必要な作業 — 以下のデータのすべての行を、空行を除いて「番号」と「内容」の2列からなるMarkdownの表にまとめてください。画像は答えに含めないでください。

提供データ —
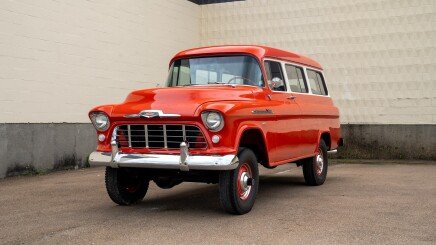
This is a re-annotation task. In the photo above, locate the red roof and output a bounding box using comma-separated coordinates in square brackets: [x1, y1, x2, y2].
[170, 45, 322, 69]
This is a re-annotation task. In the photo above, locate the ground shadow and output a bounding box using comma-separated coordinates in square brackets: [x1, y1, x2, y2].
[97, 175, 342, 216]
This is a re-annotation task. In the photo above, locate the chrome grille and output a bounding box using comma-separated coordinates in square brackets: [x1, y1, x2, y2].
[117, 124, 207, 149]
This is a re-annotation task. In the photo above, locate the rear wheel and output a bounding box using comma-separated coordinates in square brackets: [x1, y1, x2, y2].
[105, 167, 149, 205]
[303, 140, 328, 186]
[219, 148, 259, 214]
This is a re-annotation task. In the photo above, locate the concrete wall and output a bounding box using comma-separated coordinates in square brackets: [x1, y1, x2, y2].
[0, 0, 200, 123]
[201, 0, 436, 124]
[0, 123, 96, 178]
[336, 124, 436, 160]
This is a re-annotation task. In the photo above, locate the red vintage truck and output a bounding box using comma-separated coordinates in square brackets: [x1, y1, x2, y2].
[89, 45, 341, 214]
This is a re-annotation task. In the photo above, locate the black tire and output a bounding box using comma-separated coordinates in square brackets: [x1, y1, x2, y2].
[105, 167, 149, 206]
[303, 140, 328, 186]
[219, 148, 259, 214]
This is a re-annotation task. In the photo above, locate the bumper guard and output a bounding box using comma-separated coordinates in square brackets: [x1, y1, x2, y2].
[89, 139, 239, 171]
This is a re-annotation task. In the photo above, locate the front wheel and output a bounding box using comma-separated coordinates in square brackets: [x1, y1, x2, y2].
[303, 140, 328, 186]
[219, 148, 259, 214]
[105, 167, 149, 206]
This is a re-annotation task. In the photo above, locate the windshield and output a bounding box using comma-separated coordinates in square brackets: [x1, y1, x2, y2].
[167, 55, 264, 87]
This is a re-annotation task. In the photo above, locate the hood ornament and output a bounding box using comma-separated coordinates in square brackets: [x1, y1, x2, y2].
[124, 110, 180, 118]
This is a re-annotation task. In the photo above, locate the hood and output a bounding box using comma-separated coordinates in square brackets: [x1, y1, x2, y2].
[111, 85, 260, 117]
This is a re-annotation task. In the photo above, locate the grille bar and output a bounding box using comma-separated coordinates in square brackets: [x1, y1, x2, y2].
[116, 124, 207, 149]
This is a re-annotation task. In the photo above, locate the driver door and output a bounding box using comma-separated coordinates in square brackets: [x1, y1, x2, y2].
[265, 60, 301, 163]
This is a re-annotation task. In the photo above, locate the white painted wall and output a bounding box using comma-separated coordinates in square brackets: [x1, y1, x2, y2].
[201, 0, 436, 124]
[0, 0, 200, 123]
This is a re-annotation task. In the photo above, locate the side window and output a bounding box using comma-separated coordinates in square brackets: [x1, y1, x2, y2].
[307, 69, 327, 95]
[265, 60, 286, 91]
[285, 64, 308, 93]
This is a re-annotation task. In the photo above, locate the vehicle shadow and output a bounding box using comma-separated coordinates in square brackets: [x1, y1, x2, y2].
[99, 175, 334, 216]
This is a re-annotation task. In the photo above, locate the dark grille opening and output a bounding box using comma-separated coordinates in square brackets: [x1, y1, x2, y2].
[117, 124, 207, 149]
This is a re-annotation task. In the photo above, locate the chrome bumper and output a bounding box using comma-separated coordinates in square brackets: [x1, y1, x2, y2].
[89, 142, 239, 171]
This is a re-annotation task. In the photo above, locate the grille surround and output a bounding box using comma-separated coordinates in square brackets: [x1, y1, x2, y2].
[116, 124, 208, 149]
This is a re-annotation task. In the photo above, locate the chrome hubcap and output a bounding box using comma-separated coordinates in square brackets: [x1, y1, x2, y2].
[238, 164, 252, 200]
[315, 149, 324, 175]
[239, 172, 250, 192]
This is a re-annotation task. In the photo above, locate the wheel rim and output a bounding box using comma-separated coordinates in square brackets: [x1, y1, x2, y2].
[314, 148, 324, 176]
[237, 163, 253, 200]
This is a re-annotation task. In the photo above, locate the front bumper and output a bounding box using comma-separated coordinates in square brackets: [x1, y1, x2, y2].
[89, 142, 239, 171]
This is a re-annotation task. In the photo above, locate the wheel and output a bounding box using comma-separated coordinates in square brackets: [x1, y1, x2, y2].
[105, 167, 149, 206]
[303, 140, 328, 186]
[219, 148, 259, 214]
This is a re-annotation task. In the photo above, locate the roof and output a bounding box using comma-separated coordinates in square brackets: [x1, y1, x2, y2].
[170, 45, 322, 69]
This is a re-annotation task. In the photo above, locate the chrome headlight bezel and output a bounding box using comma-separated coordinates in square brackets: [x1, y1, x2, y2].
[89, 112, 110, 132]
[201, 111, 224, 132]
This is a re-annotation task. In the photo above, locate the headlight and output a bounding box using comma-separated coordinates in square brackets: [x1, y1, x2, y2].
[201, 111, 224, 132]
[91, 112, 110, 131]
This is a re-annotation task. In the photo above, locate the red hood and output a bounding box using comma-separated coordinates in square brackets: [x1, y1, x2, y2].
[111, 86, 260, 117]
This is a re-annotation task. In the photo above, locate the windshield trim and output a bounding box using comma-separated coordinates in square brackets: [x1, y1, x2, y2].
[165, 53, 269, 89]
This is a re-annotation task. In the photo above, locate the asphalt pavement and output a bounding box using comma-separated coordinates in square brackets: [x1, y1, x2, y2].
[0, 161, 436, 244]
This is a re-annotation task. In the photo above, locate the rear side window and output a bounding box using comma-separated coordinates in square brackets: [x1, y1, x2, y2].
[265, 60, 287, 91]
[307, 69, 327, 95]
[285, 64, 308, 93]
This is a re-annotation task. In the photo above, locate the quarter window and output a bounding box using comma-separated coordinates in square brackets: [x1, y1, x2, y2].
[285, 64, 308, 93]
[265, 60, 287, 91]
[307, 69, 327, 95]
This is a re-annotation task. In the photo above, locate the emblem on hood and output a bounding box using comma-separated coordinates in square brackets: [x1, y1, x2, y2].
[124, 110, 180, 118]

完成した作業 —
| 番号 | 内容 |
|---|---|
| 1 | This is a re-annotation task. In the photo above, locate the red roof and output a bounding box using comma-separated coordinates in square brackets: [x1, y1, x2, y2]. |
| 2 | [170, 45, 322, 69] |
| 3 | This is a re-annotation task. In the photo above, locate the ground shadow and output a bounding box using comma-separated coordinates in square brackets: [x1, y1, x2, y2]. |
| 4 | [97, 175, 342, 216] |
| 5 | This is a re-annotation task. In the photo above, locate the chrome grille and output a bounding box using comma-separated coordinates in square brackets: [x1, y1, x2, y2]. |
| 6 | [117, 124, 207, 149] |
| 7 | This is a re-annotation task. In the photo above, locate the rear wheel and output a bounding box using comma-separated coordinates in square brackets: [x1, y1, x2, y2]. |
| 8 | [105, 167, 149, 205] |
| 9 | [303, 140, 328, 186] |
| 10 | [219, 148, 259, 214] |
| 11 | This is a re-annotation task. In the photo above, locate the concrete wall and output a bounding box using comma-separated coordinates in square brackets: [x1, y1, x2, y2]. |
| 12 | [0, 0, 200, 123] |
| 13 | [201, 0, 436, 124] |
| 14 | [0, 123, 96, 178] |
| 15 | [336, 124, 436, 160] |
| 16 | This is a re-annotation task. In the photo above, locate the red vintage truck and output a bounding box using comma-separated coordinates in square brackets: [x1, y1, x2, y2]. |
| 17 | [89, 45, 341, 214] |
| 18 | This is a re-annotation task. In the photo above, locate the black tire and output a bounding box using comma-separated coordinates in square brackets: [x1, y1, x2, y2]. |
| 19 | [105, 167, 149, 206] |
| 20 | [303, 140, 328, 186] |
| 21 | [219, 148, 259, 214] |
| 22 | This is a re-annotation task. In the photo above, locate the bumper guard and output a bounding box using comma-separated coordinates in square brackets: [x1, y1, x2, y2]. |
| 23 | [89, 139, 239, 171] |
| 24 | This is a re-annotation task. In the photo above, locate the front wheel and output a bounding box using comma-separated coordinates in square brackets: [x1, y1, x2, y2]. |
| 25 | [303, 140, 328, 186] |
| 26 | [219, 148, 259, 214] |
| 27 | [105, 167, 149, 206] |
| 28 | This is a re-annotation task. In the photo above, locate the windshield and output a bounding box using comma-separated coordinates in square brackets: [x1, y1, x2, y2]. |
| 29 | [167, 55, 264, 87] |
| 30 | This is a re-annotation task. In the photo above, locate the hood ornament and output a bounding box using comma-separated coordinates in square brackets: [x1, y1, x2, y2]. |
| 31 | [124, 110, 180, 118] |
| 32 | This is a re-annotation task. In the photo above, locate the hood and output a bounding box using comma-separated coordinates in square brackets: [x1, y1, x2, y2]. |
| 33 | [111, 85, 260, 117] |
| 34 | This is a re-annotation task. In the photo above, locate the grille bar and output a bounding box using comma-separated coordinates in square brackets: [x1, y1, x2, y2]. |
| 35 | [116, 124, 207, 149] |
| 36 | This is a re-annotation task. In the photo above, locate the driver door and output a bounding box using comma-separated coordinates in square brackets: [x1, y1, x2, y2]. |
| 37 | [265, 60, 301, 163] |
| 38 | This is a re-annotation task. In the photo above, locate the white painted wall and output a bounding box using comma-separated coordinates in square brackets: [x1, y1, x2, y2]. |
| 39 | [201, 0, 436, 124] |
| 40 | [0, 0, 200, 123] |
| 41 | This is a re-annotation task. In the photo above, locate the side window and output a bounding box using comma-separated coordinates in square brackets: [x1, y1, x2, y2]. |
| 42 | [307, 69, 327, 95] |
| 43 | [265, 60, 286, 91] |
| 44 | [285, 64, 308, 93] |
| 45 | This is a re-annotation task. In the photo above, locate the vehicle shadow and output a bounding box using comma-separated coordinates in square brackets: [x1, y1, x2, y2]. |
| 46 | [99, 175, 334, 216] |
| 47 | This is a re-annotation task. In the photo above, locate the dark grille opening and output a bounding box using comma-separated coordinates in square brackets: [x1, y1, x2, y2]. |
| 48 | [117, 124, 207, 149] |
| 49 | This is a re-annotation task. In the photo above, locate the chrome bumper and output a bounding box using comma-separated coordinates in square brackets: [x1, y1, x2, y2]. |
| 50 | [89, 142, 239, 171] |
| 51 | This is a re-annotation task. In the photo above, locate the grille surround and output a bounding box using comma-separated coordinates in square brackets: [x1, y1, x2, y2]. |
| 52 | [116, 124, 208, 149] |
| 53 | This is a re-annotation task. In the photo above, locate the chrome hubcap and output a bounding box using comma-separated coordinates in square brackets: [x1, y1, x2, y2]. |
| 54 | [238, 164, 252, 200] |
| 55 | [315, 149, 324, 175] |
| 56 | [239, 172, 250, 192] |
| 57 | This is a re-annotation task. In the photo above, locate the wheel rim and output a bounding box using comma-separated coordinates in square brackets: [x1, y1, x2, y2]. |
| 58 | [314, 148, 324, 176] |
| 59 | [237, 163, 253, 200] |
| 60 | This is a re-annotation task. In the photo above, locate the front bumper and output a bounding box using comma-separated coordinates in square brackets: [x1, y1, x2, y2]. |
| 61 | [89, 142, 239, 171] |
| 62 | This is a re-annotation task. In the photo above, locate the wheel and output a bounding box using comma-separated coordinates in square brackets: [x1, y1, x2, y2]. |
| 63 | [105, 167, 149, 206] |
| 64 | [303, 140, 328, 186] |
| 65 | [219, 148, 259, 214] |
| 66 | This is a re-annotation task. In the photo above, locate the roof and output a bounding box using comma-separated coordinates in square brackets: [x1, y1, x2, y2]. |
| 67 | [170, 45, 322, 69] |
| 68 | This is a re-annotation task. In the photo above, locate the chrome headlight bezel and output a bounding box using comma-separated coordinates in square brackets: [x1, y1, x2, y2]. |
| 69 | [89, 112, 110, 132] |
| 70 | [201, 111, 224, 132] |
| 71 | This is a re-annotation task. In the photo above, locate the headlight and output a bounding box using comma-separated coordinates in square brackets: [x1, y1, x2, y2]. |
| 72 | [201, 111, 224, 132] |
| 73 | [91, 112, 110, 131] |
| 74 | This is a re-annotation task. In the photo above, locate the red hood and output a bounding box using comma-separated coordinates in square brackets: [x1, y1, x2, y2]. |
| 75 | [111, 86, 260, 117] |
| 76 | This is a re-annotation task. In the photo above, locate the windshield trim and output a bounding box using comma-separated coordinates in square brackets: [x1, y1, x2, y2]. |
| 77 | [165, 53, 269, 89] |
| 78 | This is a re-annotation task. In the photo above, locate the asphalt pavement and output a bounding box using comma-separated coordinates in square brackets: [x1, y1, x2, y2]. |
| 79 | [0, 161, 436, 244] |
| 80 | This is a re-annotation task. In the photo above, locate the rear side window and output a bounding box using comma-separated coordinates in square brackets: [x1, y1, x2, y2]. |
| 81 | [265, 60, 287, 91] |
| 82 | [307, 69, 327, 95] |
| 83 | [285, 64, 308, 93] |
| 84 | This is a re-annotation task. In the photo above, locate the quarter window and output a bounding box using comma-separated coordinates in square brackets: [x1, y1, x2, y2]. |
| 85 | [285, 64, 308, 93] |
| 86 | [265, 60, 287, 91] |
| 87 | [307, 69, 327, 95] |
| 88 | This is a re-annotation task. In the photo above, locate the emblem on hood and output a bounding box using comma-separated coordinates in square brackets: [x1, y1, x2, y2]. |
| 89 | [124, 110, 180, 118] |